SECTION TEXTE
::::::

Publié le 14 octobre 2023
ENVIRONNEMENT
Glyphosate : pas de consensus des 27 États-membres sur la réautorisation du pesticide
Les 27 États-membres n’ont pas réussi à se mettre d’accord sur la proposition de la Commission européenne de réautoriser le glyphosate pour dix années supplémentaires. Plusieurs pays, dont la France, se sont abstenus, estimant que les conditions de renouvellement du pesticide controversé n’étaient pas suffisantes. Un nouveau vote devrait cependant survenir en novembre.

@Jean-François Monier / AFP
Partie remise. La Commission européenne avait soumis aux 27 États-membres une proposition pour renouveler la licence du glyphosate pour dix années supplémentaires, après qu’un rapport de l’Autorité européenne de sécurité des aliments (EFSA) estimait que le niveau de risque ne justifiait pas d'interdire la substance. Mais les représentants des pays européens réunis dans le Comité permanent des végétaux, des animaux, des denrées alimentaires et de l’alimentation animale n’ont pas réussi à atteindre la majorité qualifiée nécessaire pour valider la proposition, soit 15 États sur 27 et 65% de la population européenne.
Plusieurs pays du Sud et de l'Est soutiennent la réautorisation, tandis que l'Autriche et le Luxembourg ont déclaré vouloir voter contre, la Belgique et les Pays-Bas ont indiqué s'abstenir. L’Allemagne s’est également abstenue, en raison des divisions de la coalition au pouvoir à Berlin, de même que la France, insatisfaite de la proposition de Bruxelles. Marc Fesneau, ministre de l’Agriculture, estime que "la proposition telle qu’elle est formulée, dix ans sans conditions, ne correspond pas à la trajectoire décidée par la France". Selon lui, la France entend restreindre l’utilisation du pesticide quand il y a des alternatives.
Restreindre au maximum l’utilisation du glyphosate
La Commission européenne avait pourtant revu sa copie, en réduisant notamment la dose maximale de glyphosate par hectare. "Mais cela ne suffit pas. La proposition est toujours moins-disante par rapport aux mesures mises en place en France", assure Christophe Béchu, le ministre de la Transition écologique.

::::::

[Données de localisation de points]

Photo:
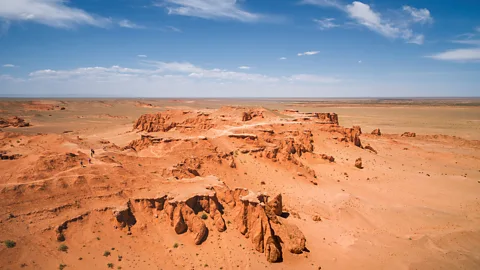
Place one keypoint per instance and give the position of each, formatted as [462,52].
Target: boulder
[276,205]
[409,134]
[369,147]
[376,132]
[358,163]
[246,116]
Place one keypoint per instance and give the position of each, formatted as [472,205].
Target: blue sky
[242,48]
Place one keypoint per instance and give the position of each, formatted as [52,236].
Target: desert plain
[240,184]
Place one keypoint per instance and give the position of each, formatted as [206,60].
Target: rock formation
[409,134]
[376,132]
[13,122]
[358,163]
[369,147]
[246,116]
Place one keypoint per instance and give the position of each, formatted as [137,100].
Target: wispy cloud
[364,15]
[310,78]
[468,42]
[210,9]
[173,29]
[180,70]
[55,13]
[129,24]
[420,15]
[458,55]
[325,24]
[324,3]
[308,53]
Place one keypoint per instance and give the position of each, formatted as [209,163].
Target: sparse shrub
[63,248]
[10,243]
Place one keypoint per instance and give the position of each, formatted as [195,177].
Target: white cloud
[54,13]
[324,3]
[308,53]
[181,71]
[468,42]
[364,15]
[173,29]
[210,9]
[129,24]
[310,78]
[420,15]
[327,23]
[460,55]
[417,39]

::::::

CONSIGNES D'EXERCICE
1. Selon l'article sur le glyphosate, quelle majorité qualifiée fallait-il atteindre pour valider la proposition de la Commission européenne ?
2. Recopiez sans aucune modification le passage de l'article sur le glyphosate qui commence par "Restreindre au maximum" et se termine par "la Transition écologique.".
Ces données proviennent d'une autre source que l'article.

RÉPONSES PAR EXERCICE
1. 15 États sur 27 et 65% de la population européenne.

2.
Restreindre au maximum l’utilisation du glyphosate
La Commission européenne avait pourtant revu sa copie, en réduisant notamment la dose maximale de glyphosate par hectare. "Mais cela ne suffit pas. La proposition est toujours moins-disante par rapport aux mesures mises en place en France", assure Christophe Béchu, le ministre de la Transition écologique.